■ To be done
Update the items below by replacing "palm tree trunk" with "wooden post" wherever it occurs, and leave everything else unchanged.

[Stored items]

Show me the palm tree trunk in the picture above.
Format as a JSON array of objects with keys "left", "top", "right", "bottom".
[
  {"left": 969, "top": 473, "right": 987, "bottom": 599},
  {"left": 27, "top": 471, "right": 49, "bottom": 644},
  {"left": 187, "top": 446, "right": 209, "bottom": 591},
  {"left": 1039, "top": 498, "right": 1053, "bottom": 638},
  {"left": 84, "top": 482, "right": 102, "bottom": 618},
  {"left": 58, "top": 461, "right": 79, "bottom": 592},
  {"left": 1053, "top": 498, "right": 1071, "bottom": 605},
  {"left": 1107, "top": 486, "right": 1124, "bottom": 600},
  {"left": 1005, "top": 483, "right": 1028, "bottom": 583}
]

■ Output for this task
Show me the wooden post in the picture above.
Format as a JSON array of objects with keys "left", "top", "right", "bottom".
[
  {"left": 969, "top": 473, "right": 987, "bottom": 599},
  {"left": 27, "top": 471, "right": 49, "bottom": 644},
  {"left": 187, "top": 446, "right": 209, "bottom": 591},
  {"left": 1039, "top": 498, "right": 1053, "bottom": 638},
  {"left": 84, "top": 482, "right": 102, "bottom": 618},
  {"left": 58, "top": 461, "right": 79, "bottom": 592},
  {"left": 1053, "top": 498, "right": 1071, "bottom": 605},
  {"left": 1107, "top": 486, "right": 1124, "bottom": 600},
  {"left": 1005, "top": 483, "right": 1028, "bottom": 583}
]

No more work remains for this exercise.